Zielsetzung
Stelle die Zeilen aller folgenden Einträge als JSON-Liste von Zeichenketten dar, mit einer Zeichenkette pro Zeile und ohne Leerzeilen.

Gezeigte Einträge

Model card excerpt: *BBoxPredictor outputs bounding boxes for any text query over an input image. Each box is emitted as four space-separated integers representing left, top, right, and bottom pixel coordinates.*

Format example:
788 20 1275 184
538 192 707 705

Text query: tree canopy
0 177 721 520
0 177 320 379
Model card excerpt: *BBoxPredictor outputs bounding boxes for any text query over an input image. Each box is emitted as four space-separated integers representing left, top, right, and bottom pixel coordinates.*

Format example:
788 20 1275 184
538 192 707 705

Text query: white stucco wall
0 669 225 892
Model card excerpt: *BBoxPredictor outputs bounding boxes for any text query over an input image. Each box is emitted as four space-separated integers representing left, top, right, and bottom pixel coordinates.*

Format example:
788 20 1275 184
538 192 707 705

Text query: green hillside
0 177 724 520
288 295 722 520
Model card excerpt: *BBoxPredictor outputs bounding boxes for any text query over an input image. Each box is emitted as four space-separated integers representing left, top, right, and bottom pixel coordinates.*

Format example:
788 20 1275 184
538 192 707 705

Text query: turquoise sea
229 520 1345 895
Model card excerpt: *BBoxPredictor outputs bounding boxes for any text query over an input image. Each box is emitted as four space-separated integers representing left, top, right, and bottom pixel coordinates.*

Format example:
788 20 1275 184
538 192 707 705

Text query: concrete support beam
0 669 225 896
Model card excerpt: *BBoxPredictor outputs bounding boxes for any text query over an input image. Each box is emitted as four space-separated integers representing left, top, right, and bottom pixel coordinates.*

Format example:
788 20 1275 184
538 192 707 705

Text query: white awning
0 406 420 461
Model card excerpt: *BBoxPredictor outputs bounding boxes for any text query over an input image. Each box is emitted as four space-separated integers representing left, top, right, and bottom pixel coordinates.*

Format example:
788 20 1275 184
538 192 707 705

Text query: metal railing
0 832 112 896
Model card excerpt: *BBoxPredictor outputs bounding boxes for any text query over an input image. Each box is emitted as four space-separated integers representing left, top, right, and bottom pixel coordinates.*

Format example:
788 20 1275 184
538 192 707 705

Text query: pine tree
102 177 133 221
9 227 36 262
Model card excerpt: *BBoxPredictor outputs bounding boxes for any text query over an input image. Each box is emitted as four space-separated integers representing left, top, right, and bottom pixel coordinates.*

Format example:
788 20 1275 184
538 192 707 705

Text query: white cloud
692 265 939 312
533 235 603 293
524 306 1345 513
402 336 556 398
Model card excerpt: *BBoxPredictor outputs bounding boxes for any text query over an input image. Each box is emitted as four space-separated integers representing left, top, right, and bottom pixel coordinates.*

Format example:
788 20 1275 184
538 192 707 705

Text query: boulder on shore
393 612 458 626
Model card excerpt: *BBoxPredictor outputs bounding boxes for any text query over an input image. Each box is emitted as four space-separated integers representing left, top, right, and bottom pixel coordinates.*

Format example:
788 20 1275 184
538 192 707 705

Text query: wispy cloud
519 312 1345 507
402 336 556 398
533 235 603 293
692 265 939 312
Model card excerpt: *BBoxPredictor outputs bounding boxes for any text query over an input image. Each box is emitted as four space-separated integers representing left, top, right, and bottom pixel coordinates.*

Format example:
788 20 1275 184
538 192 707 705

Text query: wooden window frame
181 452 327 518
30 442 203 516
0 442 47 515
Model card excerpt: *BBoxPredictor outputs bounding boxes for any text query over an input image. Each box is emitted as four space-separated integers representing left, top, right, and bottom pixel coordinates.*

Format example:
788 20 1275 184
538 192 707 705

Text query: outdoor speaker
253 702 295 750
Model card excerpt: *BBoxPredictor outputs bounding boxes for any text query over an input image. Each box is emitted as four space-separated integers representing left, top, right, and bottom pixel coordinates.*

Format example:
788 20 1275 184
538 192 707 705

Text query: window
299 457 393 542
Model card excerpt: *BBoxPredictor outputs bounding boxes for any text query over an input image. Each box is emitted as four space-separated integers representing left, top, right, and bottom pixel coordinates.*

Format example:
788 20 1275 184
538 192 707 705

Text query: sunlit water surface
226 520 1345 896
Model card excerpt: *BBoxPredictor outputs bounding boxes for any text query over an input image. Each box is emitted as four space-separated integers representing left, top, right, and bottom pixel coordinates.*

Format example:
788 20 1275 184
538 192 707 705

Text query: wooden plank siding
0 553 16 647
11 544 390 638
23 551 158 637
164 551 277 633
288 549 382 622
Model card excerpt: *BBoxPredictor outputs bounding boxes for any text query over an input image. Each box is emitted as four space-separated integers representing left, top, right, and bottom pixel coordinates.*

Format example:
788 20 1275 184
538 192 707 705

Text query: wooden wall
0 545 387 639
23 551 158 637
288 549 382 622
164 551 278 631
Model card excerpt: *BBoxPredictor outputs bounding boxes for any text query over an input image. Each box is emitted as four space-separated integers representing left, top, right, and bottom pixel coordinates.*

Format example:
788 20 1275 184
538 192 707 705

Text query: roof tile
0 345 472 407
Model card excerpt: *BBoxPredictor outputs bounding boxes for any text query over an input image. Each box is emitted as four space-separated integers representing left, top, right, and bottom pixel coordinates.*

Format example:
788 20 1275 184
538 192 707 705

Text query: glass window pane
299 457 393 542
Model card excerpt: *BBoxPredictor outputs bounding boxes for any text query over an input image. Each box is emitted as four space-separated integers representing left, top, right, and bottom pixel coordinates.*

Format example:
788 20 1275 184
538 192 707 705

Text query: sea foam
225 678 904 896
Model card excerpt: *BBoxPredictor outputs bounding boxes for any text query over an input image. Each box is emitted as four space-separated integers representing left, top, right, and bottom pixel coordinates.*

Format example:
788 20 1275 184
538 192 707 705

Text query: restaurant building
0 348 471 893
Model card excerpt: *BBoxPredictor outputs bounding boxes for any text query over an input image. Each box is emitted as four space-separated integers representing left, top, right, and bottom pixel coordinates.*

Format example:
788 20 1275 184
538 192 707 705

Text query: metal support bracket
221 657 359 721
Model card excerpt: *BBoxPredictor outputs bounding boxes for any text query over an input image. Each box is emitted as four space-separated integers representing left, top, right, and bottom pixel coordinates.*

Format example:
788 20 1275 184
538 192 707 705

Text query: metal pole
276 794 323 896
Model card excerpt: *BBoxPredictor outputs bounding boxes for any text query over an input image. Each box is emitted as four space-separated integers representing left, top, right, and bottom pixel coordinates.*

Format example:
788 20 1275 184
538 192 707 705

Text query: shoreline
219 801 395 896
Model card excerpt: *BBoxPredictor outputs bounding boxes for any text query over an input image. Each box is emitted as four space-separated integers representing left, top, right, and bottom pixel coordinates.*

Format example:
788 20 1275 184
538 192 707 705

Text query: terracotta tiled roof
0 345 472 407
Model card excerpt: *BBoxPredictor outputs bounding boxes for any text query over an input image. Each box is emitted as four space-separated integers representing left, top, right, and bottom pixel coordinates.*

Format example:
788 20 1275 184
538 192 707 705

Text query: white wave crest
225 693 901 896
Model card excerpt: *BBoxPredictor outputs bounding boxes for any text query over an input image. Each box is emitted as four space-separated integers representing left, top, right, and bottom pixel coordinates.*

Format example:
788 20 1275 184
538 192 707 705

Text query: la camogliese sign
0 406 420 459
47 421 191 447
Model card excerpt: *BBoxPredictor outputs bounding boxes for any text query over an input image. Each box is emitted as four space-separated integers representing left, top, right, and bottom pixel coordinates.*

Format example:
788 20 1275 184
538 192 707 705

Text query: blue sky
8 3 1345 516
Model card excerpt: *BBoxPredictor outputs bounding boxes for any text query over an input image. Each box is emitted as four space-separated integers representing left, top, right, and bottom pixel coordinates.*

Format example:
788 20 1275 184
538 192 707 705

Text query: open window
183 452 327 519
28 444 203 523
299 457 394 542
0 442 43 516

Vollständige Antwort
[
  "Model card excerpt: *BBoxPredictor outputs bounding boxes for any text query over an input image. Each box is emitted as four space-separated integers representing left, top, right, and bottom pixel coordinates.*",
  "Format example:",
  "788 20 1275 184",
  "538 192 707 705",
  "Text query: tree canopy",
  "0 177 721 520",
  "0 177 320 379",
  "Model card excerpt: *BBoxPredictor outputs bounding boxes for any text query over an input image. Each box is emitted as four space-separated integers representing left, top, right, and bottom pixel coordinates.*",
  "Format example:",
  "788 20 1275 184",
  "538 192 707 705",
  "Text query: white stucco wall",
  "0 669 225 892",
  "Model card excerpt: *BBoxPredictor outputs bounding boxes for any text query over an input image. Each box is emitted as four space-separated integers representing left, top, right, and bottom pixel coordinates.*",
  "Format example:",
  "788 20 1275 184",
  "538 192 707 705",
  "Text query: green hillside",
  "0 177 724 520",
  "288 295 722 520",
  "Model card excerpt: *BBoxPredictor outputs bounding boxes for any text query over an input image. Each box is emitted as four space-separated integers representing left, top, right, and bottom pixel coordinates.*",
  "Format example:",
  "788 20 1275 184",
  "538 192 707 705",
  "Text query: turquoise sea",
  "229 520 1345 895",
  "Model card excerpt: *BBoxPredictor outputs bounding boxes for any text query over an input image. Each box is emitted as four space-separated integers representing left, top, right, and bottom pixel coordinates.*",
  "Format example:",
  "788 20 1275 184",
  "538 192 707 705",
  "Text query: concrete support beam",
  "0 669 225 896",
  "Model card excerpt: *BBoxPredictor outputs bounding boxes for any text query over an input image. Each box is emitted as four space-separated integers representing left, top, right, and bottom pixel coordinates.*",
  "Format example:",
  "788 20 1275 184",
  "538 192 707 705",
  "Text query: white awning",
  "0 406 420 461",
  "Model card excerpt: *BBoxPredictor outputs bounding boxes for any text query over an input image. Each box is emitted as four space-separated integers representing left, top, right, and bottom pixel coordinates.*",
  "Format example:",
  "788 20 1275 184",
  "538 192 707 705",
  "Text query: metal railing",
  "0 832 112 896",
  "Model card excerpt: *BBoxPredictor outputs bounding boxes for any text query over an input image. Each box is emitted as four space-separated integers representing left, top, right, and bottom pixel coordinates.*",
  "Format example:",
  "788 20 1275 184",
  "538 192 707 705",
  "Text query: pine tree",
  "102 177 133 221",
  "9 227 36 262",
  "Model card excerpt: *BBoxPredictor outputs bounding boxes for any text query over an input image. Each box is emitted as four space-separated integers representing left, top, right, and bottom pixel coordinates.*",
  "Format example:",
  "788 20 1275 184",
  "538 192 707 705",
  "Text query: white cloud",
  "692 265 939 312",
  "533 235 603 293",
  "524 306 1345 513",
  "402 336 556 398",
  "Model card excerpt: *BBoxPredictor outputs bounding boxes for any text query over an input image. Each box is emitted as four space-separated integers representing left, top, right, and bottom pixel coordinates.*",
  "Format example:",
  "788 20 1275 184",
  "538 192 707 705",
  "Text query: boulder on shore",
  "393 612 458 626",
  "Model card excerpt: *BBoxPredictor outputs bounding boxes for any text query over an input image. Each box is emitted as four space-separated integers representing left, top, right, and bottom pixel coordinates.*",
  "Format example:",
  "788 20 1275 184",
  "538 192 707 705",
  "Text query: wispy cloud",
  "519 312 1345 507",
  "402 336 556 398",
  "533 235 603 293",
  "692 265 939 312",
  "Model card excerpt: *BBoxPredictor outputs bounding boxes for any text query over an input image. Each box is emitted as four space-separated integers representing left, top, right, and bottom pixel coordinates.*",
  "Format example:",
  "788 20 1275 184",
  "538 192 707 705",
  "Text query: wooden window frame",
  "181 452 327 518",
  "30 442 203 516",
  "0 442 47 515",
  "Model card excerpt: *BBoxPredictor outputs bounding boxes for any text query over an input image. Each box is emitted as four space-separated integers representing left, top, right, and bottom pixel coordinates.*",
  "Format example:",
  "788 20 1275 184",
  "538 192 707 705",
  "Text query: outdoor speaker",
  "253 702 295 750",
  "Model card excerpt: *BBoxPredictor outputs bounding boxes for any text query over an input image. Each box is emitted as four space-separated integers representing left, top, right, and bottom pixel coordinates.*",
  "Format example:",
  "788 20 1275 184",
  "538 192 707 705",
  "Text query: window",
  "299 457 393 542",
  "Model card excerpt: *BBoxPredictor outputs bounding boxes for any text query over an input image. Each box is emitted as four space-separated integers representing left, top, right, and bottom pixel coordinates.*",
  "Format example:",
  "788 20 1275 184",
  "538 192 707 705",
  "Text query: sunlit water surface",
  "226 520 1345 896",
  "Model card excerpt: *BBoxPredictor outputs bounding boxes for any text query over an input image. Each box is emitted as four space-separated integers representing left, top, right, and bottom pixel coordinates.*",
  "Format example:",
  "788 20 1275 184",
  "538 192 707 705",
  "Text query: wooden plank siding",
  "0 553 16 647",
  "11 544 390 638",
  "23 551 158 637",
  "164 551 277 633",
  "288 549 382 622",
  "Model card excerpt: *BBoxPredictor outputs bounding boxes for any text query over an input image. Each box is emitted as four space-separated integers representing left, top, right, and bottom pixel coordinates.*",
  "Format example:",
  "788 20 1275 184",
  "538 192 707 705",
  "Text query: wooden wall",
  "0 545 387 639",
  "23 551 158 637",
  "288 549 382 622",
  "164 551 278 631",
  "Model card excerpt: *BBoxPredictor outputs bounding boxes for any text query over an input image. Each box is emitted as four space-separated integers representing left, top, right, and bottom pixel coordinates.*",
  "Format example:",
  "788 20 1275 184",
  "538 192 707 705",
  "Text query: roof tile",
  "0 345 472 407",
  "Model card excerpt: *BBoxPredictor outputs bounding boxes for any text query over an input image. Each box is emitted as four space-separated integers representing left, top, right, and bottom pixel coordinates.*",
  "Format example:",
  "788 20 1275 184",
  "538 192 707 705",
  "Text query: glass window pane",
  "299 457 393 542",
  "Model card excerpt: *BBoxPredictor outputs bounding boxes for any text query over an input image. Each box is emitted as four space-separated integers representing left, top, right, and bottom pixel coordinates.*",
  "Format example:",
  "788 20 1275 184",
  "538 192 707 705",
  "Text query: sea foam",
  "225 678 904 896",
  "Model card excerpt: *BBoxPredictor outputs bounding boxes for any text query over an input image. Each box is emitted as four space-separated integers representing left, top, right, and bottom pixel coordinates.*",
  "Format example:",
  "788 20 1275 184",
  "538 192 707 705",
  "Text query: restaurant building",
  "0 348 471 893",
  "Model card excerpt: *BBoxPredictor outputs bounding boxes for any text query over an input image. Each box is emitted as four space-separated integers representing left, top, right, and bottom pixel coordinates.*",
  "Format example:",
  "788 20 1275 184",
  "538 192 707 705",
  "Text query: metal support bracket",
  "221 657 359 721",
  "Model card excerpt: *BBoxPredictor outputs bounding boxes for any text query over an input image. Each box is emitted as four space-separated integers representing left, top, right, and bottom pixel coordinates.*",
  "Format example:",
  "788 20 1275 184",
  "538 192 707 705",
  "Text query: metal pole",
  "276 794 323 896",
  "Model card excerpt: *BBoxPredictor outputs bounding boxes for any text query over an input image. Each box is emitted as four space-separated integers representing left, top, right, and bottom pixel coordinates.*",
  "Format example:",
  "788 20 1275 184",
  "538 192 707 705",
  "Text query: shoreline",
  "219 801 395 896",
  "Model card excerpt: *BBoxPredictor outputs bounding boxes for any text query over an input image. Each box is emitted as four space-separated integers representing left, top, right, and bottom pixel coordinates.*",
  "Format example:",
  "788 20 1275 184",
  "538 192 707 705",
  "Text query: terracotta tiled roof",
  "0 345 472 407",
  "Model card excerpt: *BBoxPredictor outputs bounding boxes for any text query over an input image. Each box is emitted as four space-separated integers representing left, top, right, and bottom pixel coordinates.*",
  "Format example:",
  "788 20 1275 184",
  "538 192 707 705",
  "Text query: white wave crest",
  "225 693 901 896",
  "Model card excerpt: *BBoxPredictor outputs bounding boxes for any text query over an input image. Each box is emitted as four space-separated integers representing left, top, right, and bottom pixel coordinates.*",
  "Format example:",
  "788 20 1275 184",
  "538 192 707 705",
  "Text query: la camogliese sign",
  "0 406 420 459",
  "47 421 191 447",
  "Model card excerpt: *BBoxPredictor outputs bounding boxes for any text query over an input image. Each box is emitted as four space-separated integers representing left, top, right, and bottom pixel coordinates.*",
  "Format example:",
  "788 20 1275 184",
  "538 192 707 705",
  "Text query: blue sky",
  "8 3 1345 516",
  "Model card excerpt: *BBoxPredictor outputs bounding boxes for any text query over an input image. Each box is emitted as four space-separated integers representing left, top, right, and bottom pixel coordinates.*",
  "Format example:",
  "788 20 1275 184",
  "538 192 707 705",
  "Text query: open window",
  "183 452 327 519",
  "28 444 203 523",
  "299 457 394 542",
  "0 442 43 516"
]